▶ _Short problem_
State how many lines in the material below contain the string "input", counting a match only when its case is identical. Reply with the number alone.

▶ _Material provided_
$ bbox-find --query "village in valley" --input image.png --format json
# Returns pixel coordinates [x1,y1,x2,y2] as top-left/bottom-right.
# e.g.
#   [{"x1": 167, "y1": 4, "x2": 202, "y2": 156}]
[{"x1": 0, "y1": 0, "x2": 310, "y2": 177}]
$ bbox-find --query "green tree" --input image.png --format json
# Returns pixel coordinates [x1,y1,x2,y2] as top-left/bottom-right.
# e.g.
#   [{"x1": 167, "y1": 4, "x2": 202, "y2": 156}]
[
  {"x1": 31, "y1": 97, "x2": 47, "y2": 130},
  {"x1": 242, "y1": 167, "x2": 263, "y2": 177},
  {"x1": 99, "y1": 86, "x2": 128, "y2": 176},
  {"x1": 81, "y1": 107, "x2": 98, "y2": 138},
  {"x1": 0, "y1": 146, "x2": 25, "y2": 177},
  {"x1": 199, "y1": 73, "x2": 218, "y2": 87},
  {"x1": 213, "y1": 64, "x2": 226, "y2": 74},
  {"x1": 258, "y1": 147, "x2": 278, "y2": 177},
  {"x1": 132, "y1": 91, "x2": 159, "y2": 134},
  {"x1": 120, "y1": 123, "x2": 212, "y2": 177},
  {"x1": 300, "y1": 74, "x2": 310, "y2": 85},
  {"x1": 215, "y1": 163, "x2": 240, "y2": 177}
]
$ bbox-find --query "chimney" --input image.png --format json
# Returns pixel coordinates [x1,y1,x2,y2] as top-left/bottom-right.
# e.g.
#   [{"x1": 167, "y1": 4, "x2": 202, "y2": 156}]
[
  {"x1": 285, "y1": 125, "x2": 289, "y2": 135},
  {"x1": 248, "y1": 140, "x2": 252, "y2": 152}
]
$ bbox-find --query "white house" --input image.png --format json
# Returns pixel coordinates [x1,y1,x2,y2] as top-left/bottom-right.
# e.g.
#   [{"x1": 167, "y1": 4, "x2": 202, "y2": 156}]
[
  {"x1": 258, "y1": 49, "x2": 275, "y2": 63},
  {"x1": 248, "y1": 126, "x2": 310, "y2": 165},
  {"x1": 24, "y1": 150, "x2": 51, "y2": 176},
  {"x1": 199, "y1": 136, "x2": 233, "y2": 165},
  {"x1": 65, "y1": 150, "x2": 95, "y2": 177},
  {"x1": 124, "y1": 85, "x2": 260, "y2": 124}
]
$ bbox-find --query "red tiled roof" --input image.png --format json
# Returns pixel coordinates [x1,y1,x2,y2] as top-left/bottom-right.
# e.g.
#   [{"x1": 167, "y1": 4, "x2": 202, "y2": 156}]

▶ _Result_
5